◆ Text block ◆
>>>>

Synergy’s board of directors currently consists of nine members. At the Annual Meeting, the PL Capital Group will seek to elect Mr. Daniel Spiegel and Mr. Daniel Eliades to fill two of the three open seats, in opposition to the Company’s nominees. The election of Messrs. Spiegel and Eliades requires the affirmative vote of a plurality of the votes cast. If elected, Messrs. Spiegel and Eliades would each be entitled to serve a three-year term.

Mr. Spiegel and Mr. Eliades were selected based upon their credentials and expertise. They have substantial experience and expertise in the banking industry in a variety of capacities, as well as knowledge of Synergy and the New Jersey banking market. They both also meet the county residency requirement included in Synergy’s by-laws and articles of incorporation, as noted earlier.

<<<<

◆ Exercise requirements ◆
Answer these questions from the board election passage:
(a) How many members currently sit on Synergy's board of directors?
(b) What vote does the election of Messrs. Spiegel and Eliades require?
(c) Which requirement in Synergy's by-laws and articles of incorporation do both nominees meet?

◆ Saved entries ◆
>>>>

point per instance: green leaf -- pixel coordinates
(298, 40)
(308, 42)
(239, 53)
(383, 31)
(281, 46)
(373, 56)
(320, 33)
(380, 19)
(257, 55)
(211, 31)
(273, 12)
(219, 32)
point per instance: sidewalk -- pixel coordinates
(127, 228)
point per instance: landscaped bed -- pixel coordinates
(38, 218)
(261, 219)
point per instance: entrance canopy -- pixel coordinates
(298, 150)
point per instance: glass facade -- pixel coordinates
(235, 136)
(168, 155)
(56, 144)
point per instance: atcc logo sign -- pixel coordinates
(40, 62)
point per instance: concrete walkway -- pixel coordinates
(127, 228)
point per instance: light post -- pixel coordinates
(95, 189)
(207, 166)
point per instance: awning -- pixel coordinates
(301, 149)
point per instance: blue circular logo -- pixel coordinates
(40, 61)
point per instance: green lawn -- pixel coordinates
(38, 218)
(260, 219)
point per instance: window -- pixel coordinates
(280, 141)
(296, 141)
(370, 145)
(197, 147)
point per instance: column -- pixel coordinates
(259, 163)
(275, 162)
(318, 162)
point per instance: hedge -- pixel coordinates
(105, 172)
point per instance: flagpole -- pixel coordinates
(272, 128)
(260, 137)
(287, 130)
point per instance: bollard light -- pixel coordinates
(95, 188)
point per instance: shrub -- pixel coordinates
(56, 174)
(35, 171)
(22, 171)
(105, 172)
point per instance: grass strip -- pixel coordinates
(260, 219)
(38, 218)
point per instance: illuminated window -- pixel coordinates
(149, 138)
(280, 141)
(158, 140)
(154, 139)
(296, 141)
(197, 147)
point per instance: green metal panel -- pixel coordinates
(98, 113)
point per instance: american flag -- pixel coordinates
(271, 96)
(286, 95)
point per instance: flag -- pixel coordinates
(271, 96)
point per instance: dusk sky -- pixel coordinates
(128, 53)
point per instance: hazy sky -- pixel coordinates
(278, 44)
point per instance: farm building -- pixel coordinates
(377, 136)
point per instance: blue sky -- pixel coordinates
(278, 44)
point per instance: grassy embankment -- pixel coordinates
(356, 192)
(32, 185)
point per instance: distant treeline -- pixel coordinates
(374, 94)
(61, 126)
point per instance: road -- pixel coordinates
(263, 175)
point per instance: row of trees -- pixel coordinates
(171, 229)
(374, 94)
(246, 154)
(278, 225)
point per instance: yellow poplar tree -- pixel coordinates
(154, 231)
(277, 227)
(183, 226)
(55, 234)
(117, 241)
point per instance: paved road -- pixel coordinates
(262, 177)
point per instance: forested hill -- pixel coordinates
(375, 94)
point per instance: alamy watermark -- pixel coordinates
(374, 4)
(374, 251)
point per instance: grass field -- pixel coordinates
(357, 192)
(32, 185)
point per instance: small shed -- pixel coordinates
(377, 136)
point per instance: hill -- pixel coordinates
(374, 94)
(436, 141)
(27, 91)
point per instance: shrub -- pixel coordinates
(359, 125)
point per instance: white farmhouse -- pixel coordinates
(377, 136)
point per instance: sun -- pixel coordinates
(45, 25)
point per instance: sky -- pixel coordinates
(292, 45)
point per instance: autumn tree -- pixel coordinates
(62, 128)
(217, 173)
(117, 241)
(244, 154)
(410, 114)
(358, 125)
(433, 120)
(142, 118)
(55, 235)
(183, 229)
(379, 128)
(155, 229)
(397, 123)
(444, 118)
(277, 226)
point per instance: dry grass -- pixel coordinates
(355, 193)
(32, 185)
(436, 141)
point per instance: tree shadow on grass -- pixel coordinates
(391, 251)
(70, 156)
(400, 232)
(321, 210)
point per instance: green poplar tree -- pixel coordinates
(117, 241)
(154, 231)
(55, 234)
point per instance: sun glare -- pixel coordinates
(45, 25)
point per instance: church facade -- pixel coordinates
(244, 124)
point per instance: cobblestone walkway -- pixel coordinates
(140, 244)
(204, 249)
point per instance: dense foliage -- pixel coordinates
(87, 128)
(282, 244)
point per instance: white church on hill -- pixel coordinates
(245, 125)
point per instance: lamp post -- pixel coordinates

<<<<

◆ Written solution ◆
(a) Nine.
(b) The affirmative vote of a plurality of the votes cast.
(c) The county residency requirement.